┌────────

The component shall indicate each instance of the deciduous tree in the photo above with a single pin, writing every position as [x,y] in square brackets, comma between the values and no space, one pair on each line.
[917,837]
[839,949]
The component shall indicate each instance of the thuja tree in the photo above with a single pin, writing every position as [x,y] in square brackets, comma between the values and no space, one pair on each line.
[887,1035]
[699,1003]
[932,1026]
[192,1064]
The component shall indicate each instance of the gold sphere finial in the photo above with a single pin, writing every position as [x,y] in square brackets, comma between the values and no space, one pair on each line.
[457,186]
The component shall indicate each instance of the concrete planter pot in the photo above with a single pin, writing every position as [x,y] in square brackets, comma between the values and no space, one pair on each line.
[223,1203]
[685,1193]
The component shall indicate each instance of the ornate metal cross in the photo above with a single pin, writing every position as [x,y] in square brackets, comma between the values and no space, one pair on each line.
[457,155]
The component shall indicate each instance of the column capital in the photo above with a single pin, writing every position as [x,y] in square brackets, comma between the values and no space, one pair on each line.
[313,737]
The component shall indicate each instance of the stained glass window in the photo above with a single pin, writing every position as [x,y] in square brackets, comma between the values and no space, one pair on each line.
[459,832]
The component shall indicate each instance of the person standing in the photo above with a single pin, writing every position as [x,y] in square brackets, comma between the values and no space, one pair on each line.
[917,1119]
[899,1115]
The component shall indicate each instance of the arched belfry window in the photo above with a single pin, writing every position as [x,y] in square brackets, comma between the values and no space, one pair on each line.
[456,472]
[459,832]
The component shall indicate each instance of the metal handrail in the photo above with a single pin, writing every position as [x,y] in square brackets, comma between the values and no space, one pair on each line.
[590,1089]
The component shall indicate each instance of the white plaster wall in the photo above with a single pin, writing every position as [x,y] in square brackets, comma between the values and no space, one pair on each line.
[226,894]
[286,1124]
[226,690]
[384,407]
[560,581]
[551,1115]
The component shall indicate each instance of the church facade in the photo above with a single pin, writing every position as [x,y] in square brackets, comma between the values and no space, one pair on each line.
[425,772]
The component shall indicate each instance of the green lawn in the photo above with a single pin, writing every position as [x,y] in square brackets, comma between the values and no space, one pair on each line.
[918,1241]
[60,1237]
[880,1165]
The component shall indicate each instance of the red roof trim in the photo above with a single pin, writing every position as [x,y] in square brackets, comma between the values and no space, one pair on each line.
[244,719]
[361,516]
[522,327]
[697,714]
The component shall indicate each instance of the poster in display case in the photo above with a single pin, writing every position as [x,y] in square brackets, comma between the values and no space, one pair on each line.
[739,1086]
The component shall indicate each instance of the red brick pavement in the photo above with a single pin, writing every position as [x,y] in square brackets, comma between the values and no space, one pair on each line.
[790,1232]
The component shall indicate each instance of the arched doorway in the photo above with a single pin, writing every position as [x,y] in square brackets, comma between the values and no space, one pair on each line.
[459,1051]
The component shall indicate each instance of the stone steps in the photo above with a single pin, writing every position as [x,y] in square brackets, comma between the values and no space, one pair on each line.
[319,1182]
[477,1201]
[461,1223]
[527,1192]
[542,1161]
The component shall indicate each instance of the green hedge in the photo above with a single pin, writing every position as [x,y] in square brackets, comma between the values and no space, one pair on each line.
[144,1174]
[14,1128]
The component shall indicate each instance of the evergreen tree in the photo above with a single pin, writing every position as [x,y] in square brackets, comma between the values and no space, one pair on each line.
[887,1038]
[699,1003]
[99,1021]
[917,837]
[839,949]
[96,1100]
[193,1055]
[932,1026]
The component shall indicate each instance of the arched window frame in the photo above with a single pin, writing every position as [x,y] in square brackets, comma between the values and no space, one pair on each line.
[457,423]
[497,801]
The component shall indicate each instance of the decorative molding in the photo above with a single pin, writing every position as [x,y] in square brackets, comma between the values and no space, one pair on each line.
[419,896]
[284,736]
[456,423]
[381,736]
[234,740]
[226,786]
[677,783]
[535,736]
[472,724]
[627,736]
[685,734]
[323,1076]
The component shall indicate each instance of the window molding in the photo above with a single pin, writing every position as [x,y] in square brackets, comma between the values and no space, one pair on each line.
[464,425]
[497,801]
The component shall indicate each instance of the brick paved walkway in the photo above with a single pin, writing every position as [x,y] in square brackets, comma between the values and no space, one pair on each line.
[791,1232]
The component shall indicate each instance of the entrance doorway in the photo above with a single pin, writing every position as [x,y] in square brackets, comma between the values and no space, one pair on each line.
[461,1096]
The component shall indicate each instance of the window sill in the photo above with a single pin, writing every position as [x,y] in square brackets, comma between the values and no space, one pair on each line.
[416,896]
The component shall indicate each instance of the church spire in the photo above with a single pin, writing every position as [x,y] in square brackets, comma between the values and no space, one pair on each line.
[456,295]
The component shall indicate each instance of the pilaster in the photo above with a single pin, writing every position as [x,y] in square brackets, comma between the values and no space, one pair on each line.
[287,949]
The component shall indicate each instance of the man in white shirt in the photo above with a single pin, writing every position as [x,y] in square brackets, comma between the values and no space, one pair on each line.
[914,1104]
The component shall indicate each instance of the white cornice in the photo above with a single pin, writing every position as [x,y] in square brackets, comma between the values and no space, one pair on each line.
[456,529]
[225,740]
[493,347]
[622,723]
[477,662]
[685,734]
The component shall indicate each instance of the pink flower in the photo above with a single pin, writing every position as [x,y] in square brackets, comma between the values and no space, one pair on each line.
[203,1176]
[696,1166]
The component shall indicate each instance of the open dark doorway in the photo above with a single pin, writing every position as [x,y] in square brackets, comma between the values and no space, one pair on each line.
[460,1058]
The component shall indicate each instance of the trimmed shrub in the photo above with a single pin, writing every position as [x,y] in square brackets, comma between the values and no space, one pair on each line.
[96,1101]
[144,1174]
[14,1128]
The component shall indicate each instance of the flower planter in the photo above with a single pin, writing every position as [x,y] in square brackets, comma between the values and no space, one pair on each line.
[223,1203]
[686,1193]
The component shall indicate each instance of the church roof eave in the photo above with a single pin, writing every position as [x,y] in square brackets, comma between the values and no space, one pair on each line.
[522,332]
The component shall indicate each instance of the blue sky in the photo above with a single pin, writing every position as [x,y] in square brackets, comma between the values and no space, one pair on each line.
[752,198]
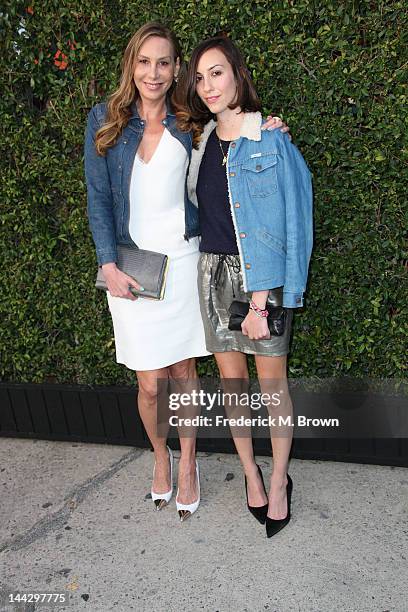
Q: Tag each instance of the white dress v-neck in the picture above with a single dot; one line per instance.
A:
(154, 334)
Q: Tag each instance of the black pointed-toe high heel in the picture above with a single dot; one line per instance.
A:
(259, 512)
(275, 525)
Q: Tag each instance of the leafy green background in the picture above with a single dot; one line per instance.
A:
(336, 72)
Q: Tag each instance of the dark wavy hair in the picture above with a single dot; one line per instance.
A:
(192, 114)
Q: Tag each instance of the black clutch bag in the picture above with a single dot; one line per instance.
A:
(147, 268)
(276, 317)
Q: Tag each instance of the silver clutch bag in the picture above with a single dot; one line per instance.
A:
(148, 268)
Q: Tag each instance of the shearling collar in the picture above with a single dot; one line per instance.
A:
(250, 128)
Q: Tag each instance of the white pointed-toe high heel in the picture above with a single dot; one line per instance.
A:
(162, 499)
(186, 510)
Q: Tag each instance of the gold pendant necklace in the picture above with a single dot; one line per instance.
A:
(224, 155)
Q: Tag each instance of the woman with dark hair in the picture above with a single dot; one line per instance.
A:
(136, 161)
(254, 195)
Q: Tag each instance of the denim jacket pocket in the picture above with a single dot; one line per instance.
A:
(260, 174)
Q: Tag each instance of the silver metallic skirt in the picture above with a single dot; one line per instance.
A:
(219, 283)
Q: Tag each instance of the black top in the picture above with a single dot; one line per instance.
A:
(217, 229)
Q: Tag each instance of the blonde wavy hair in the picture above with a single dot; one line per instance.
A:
(120, 101)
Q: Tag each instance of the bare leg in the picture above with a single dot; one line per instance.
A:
(272, 378)
(147, 403)
(234, 365)
(184, 377)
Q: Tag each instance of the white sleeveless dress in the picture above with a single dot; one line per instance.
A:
(153, 334)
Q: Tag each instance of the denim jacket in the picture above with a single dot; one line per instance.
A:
(108, 182)
(270, 196)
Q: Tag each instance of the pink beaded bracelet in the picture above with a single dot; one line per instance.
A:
(258, 311)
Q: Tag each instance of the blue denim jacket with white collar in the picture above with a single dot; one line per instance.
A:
(270, 196)
(108, 182)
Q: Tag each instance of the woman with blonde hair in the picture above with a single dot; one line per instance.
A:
(136, 160)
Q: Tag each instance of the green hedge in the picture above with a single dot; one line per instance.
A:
(336, 72)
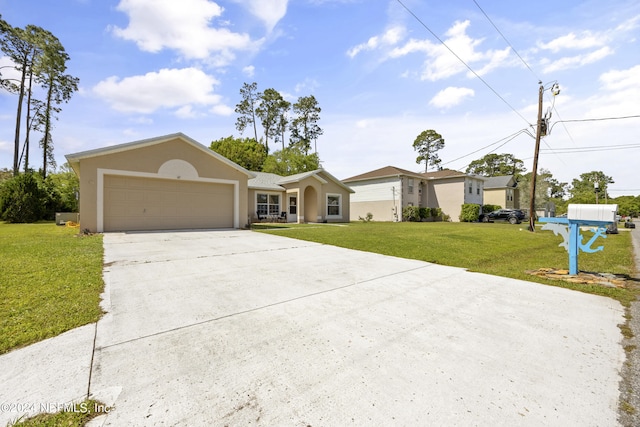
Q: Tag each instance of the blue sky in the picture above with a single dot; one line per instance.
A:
(153, 67)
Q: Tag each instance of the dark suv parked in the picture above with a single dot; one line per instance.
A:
(514, 216)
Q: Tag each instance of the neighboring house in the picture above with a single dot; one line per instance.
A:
(174, 182)
(315, 196)
(386, 191)
(502, 191)
(449, 189)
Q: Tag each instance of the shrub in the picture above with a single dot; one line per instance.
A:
(490, 208)
(411, 213)
(470, 212)
(367, 218)
(437, 213)
(424, 213)
(23, 199)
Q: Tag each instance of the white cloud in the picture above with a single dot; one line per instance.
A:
(270, 12)
(440, 63)
(621, 79)
(571, 41)
(389, 38)
(578, 60)
(308, 85)
(167, 88)
(451, 97)
(222, 110)
(8, 70)
(183, 26)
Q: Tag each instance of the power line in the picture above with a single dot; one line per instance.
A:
(507, 138)
(595, 148)
(594, 120)
(464, 63)
(505, 39)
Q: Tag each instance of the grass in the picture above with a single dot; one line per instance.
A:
(50, 282)
(76, 416)
(500, 249)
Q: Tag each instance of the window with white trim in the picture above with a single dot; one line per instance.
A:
(267, 204)
(334, 205)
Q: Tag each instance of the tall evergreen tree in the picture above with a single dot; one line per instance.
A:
(272, 107)
(19, 45)
(304, 126)
(59, 88)
(246, 108)
(427, 144)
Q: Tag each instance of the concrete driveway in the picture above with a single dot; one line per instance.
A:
(242, 328)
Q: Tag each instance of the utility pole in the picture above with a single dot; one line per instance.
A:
(534, 172)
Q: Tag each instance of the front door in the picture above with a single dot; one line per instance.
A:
(292, 210)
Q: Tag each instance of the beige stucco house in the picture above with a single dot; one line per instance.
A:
(173, 182)
(502, 191)
(386, 191)
(315, 196)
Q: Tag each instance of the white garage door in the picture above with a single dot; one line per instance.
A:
(132, 203)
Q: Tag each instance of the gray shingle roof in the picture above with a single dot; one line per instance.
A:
(499, 182)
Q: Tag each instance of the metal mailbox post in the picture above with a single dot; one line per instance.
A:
(596, 216)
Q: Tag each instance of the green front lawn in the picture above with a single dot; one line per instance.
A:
(496, 248)
(50, 282)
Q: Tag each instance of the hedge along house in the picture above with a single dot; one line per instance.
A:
(165, 183)
(315, 196)
(502, 191)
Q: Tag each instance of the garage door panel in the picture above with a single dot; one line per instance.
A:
(132, 203)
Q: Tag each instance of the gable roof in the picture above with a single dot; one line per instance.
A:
(500, 182)
(444, 173)
(274, 182)
(74, 159)
(387, 171)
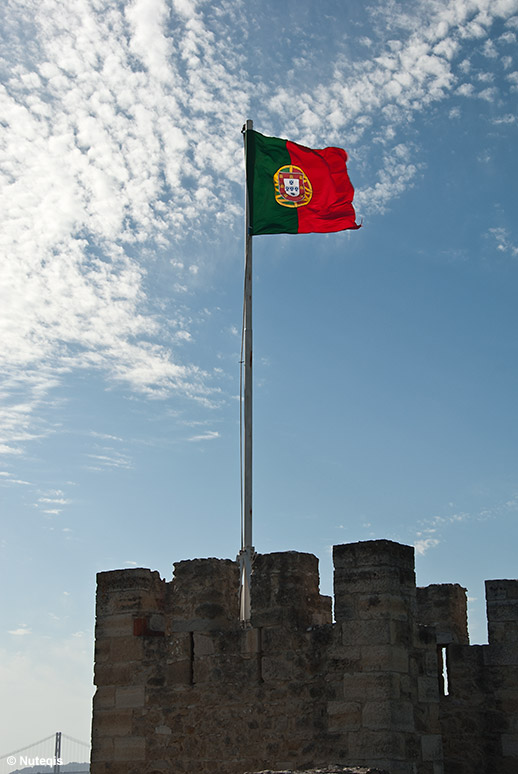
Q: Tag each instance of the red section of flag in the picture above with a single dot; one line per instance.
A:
(330, 208)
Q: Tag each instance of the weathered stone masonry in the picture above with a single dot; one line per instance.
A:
(181, 687)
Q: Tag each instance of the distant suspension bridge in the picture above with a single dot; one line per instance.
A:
(56, 754)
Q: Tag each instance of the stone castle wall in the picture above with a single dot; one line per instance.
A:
(391, 683)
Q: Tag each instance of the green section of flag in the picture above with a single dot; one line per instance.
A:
(264, 156)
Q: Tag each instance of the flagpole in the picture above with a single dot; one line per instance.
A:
(247, 551)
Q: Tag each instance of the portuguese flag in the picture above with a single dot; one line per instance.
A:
(296, 190)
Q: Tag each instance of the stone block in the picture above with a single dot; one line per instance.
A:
(388, 715)
(367, 686)
(123, 649)
(428, 688)
(203, 645)
(501, 654)
(115, 674)
(114, 722)
(104, 697)
(369, 632)
(130, 696)
(431, 747)
(510, 746)
(367, 745)
(251, 642)
(132, 749)
(344, 715)
(118, 625)
(204, 595)
(180, 645)
(380, 658)
(179, 672)
(376, 606)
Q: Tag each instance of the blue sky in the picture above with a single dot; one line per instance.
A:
(385, 359)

└────────

_Work to be completed_
From the line containing "Q: Tag each instance of the green front" to the end of the data above, give those lines again verbatim, with both endpoints included and no images.

_Task response_
Q: Tag each instance of the green front lawn in the picture above with a single dot; one line per instance.
A:
(496, 248)
(50, 282)
Q: Tag each instance of the hedge along house in the picture above with a single dot; one line per instance.
A:
(165, 183)
(315, 196)
(502, 191)
Q: Tag each instance of the garage door panel in the picture above with a single dot; one line per instance.
A:
(132, 203)
Q: Tag each instance of the gable roof in the picture above with a single dot; one line per instance.
A:
(500, 182)
(444, 173)
(274, 182)
(74, 159)
(387, 171)
Q: Tag each instance of the red section of flag in the picture above with a single dot; one line per instance.
A:
(330, 208)
Q: Tag each instance of the weathered stone masonry in the picture above with a single dot; one line per instance.
A:
(181, 687)
Q: Tag each instance of the distant suspension bridge in the picture above with a single dot; one line per instance.
A:
(56, 754)
Q: Tag each instance of the stone castle wall in the picture above with a single dot; one line per instance.
A:
(391, 683)
Q: Tag each instance of the green section of flag in the picture above with a single dot; one line per instance.
A:
(264, 156)
Q: Tag each instance of the flagpole in the picture above with a single dot; one line per instance.
A:
(247, 551)
Q: Tag each instance of the portuguese flag in the picture above with a single dot; one line per instance.
A:
(296, 190)
Q: Tag each instance of the stone block in the picture above with a single dot; one line per instance.
A:
(388, 715)
(367, 686)
(123, 649)
(428, 688)
(203, 645)
(501, 654)
(115, 674)
(114, 722)
(104, 697)
(369, 632)
(130, 696)
(431, 747)
(510, 746)
(367, 745)
(251, 642)
(132, 749)
(344, 715)
(118, 625)
(204, 595)
(180, 645)
(380, 658)
(179, 672)
(376, 606)
Q: Tag each instance of the blue sky in the picture above with a single dot; one line per instance.
A:
(385, 359)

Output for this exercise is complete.